* _The request_
For each statement below, answer yes or no according to the thread on installing FreeBSD 10.2 on an Apple Xserve, and quote the words of the thread that decide it. (a) The G5 Xserve models are powerpc64. (b) 11-CURRENT worked for da1 from a USB stick. (c) Holding down the c key brought up a boot menu.

* _Provided passage_

# FreeBSD 10.2 on Apple xserve - install CD does not boot



## da1 (Sep 23, 2015)

Hello eveyone,

I have an Apple xserve from years ago that I'm trying to install FreeBSD on. I've burned an UEFI DVD image and also an UEFI memstick ISO but the server will not boot from either one. It doesn't matter if I power on the server with the CD or the USB stick, it simply does not boot.

I also tried holding down the c key but I get no boot menu.

Has anyone successfully booted this server with a FreeBSD image?


----------



## junovitch@ (Sep 24, 2015)

That hardware is rather old isn't it?  You may have much better luck with the non-UEFI images.


----------



## kpa (Sep 24, 2015)

Which model is it? The G4 is a powerpc (32-bit) one and uses OpenFirmware. Same with the G5 models except they are powerpc64. Intel Xserve models should be with EFI firmware and you'll have to use the standard amd64/i386 BIOS images with those since the firmware on those doesn't implement UEFI.


----------



## da1 (Sep 24, 2015)

I forgot to mention that I've also tried the amd64 ISO and memstick image. Still no go.


----------



## da1 (Sep 24, 2015)

It seems there is a bug with the EFI version of 10.2. I couldn't find a 11-CURRENT EFI-enabled ISO to test. Is there one?


----------



## Juanitou (Sep 24, 2015)

Sure, they have UEFI boot by default: ftp://ftp.freebsd.org/pub/FreeBSD/snapshots/amd64/amd64/ISO-IMAGES/11.0/


----------



## da1 (Sep 24, 2015)

Ah, ok. I was expecting a separate image with the UEFI word in it, similar to 10.2.


----------



## Allan (Feb 21, 2016)

Were you able to get this working?  I was able to successfully install FreeBSD 10-2 on an XServe G4 with a USB Flash.  If I can share what worked, I would be happy to.


----------



## da1 (Feb 22, 2016)

I haven't tried a USB stick but 11-CURRENT worked from a CD. I've also tried 10.3-RELEASE-BETA1 and BETA2 but they did not boot as well (something with missing framebuffer information - https://lists.freebsd.org/pipermail/freebsd-stable/2016-February/084136.html)


----------

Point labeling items
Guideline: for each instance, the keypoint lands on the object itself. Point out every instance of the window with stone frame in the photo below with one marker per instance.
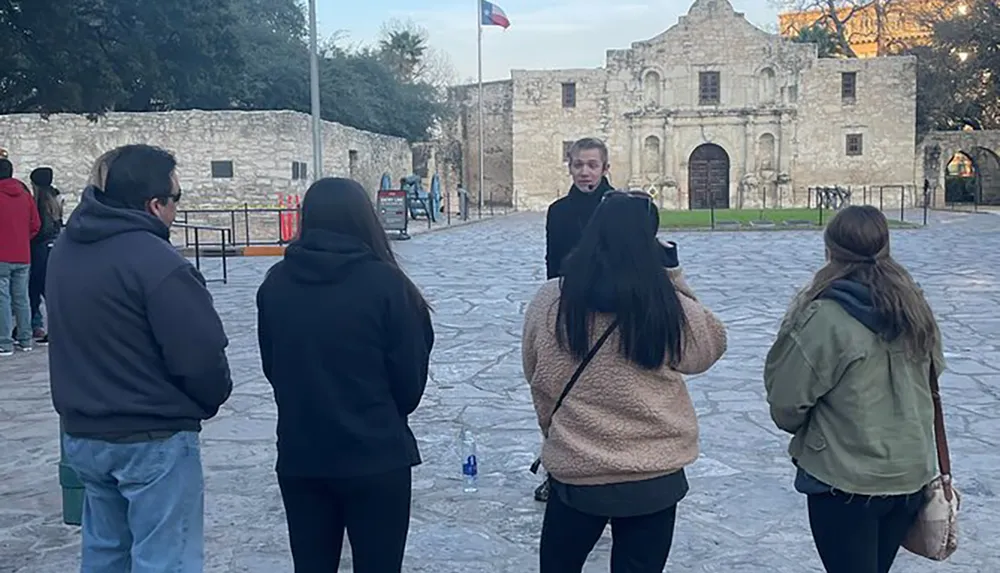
(222, 170)
(855, 144)
(849, 87)
(709, 88)
(569, 94)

* _Written answer_
(a) Yes: "Same with the G5 models except they are powerpc64."
(b) No: "I haven't tried a USB stick but 11-CURRENT worked from a CD."
(c) No: "I also tried holding down the c key but I get no boot menu."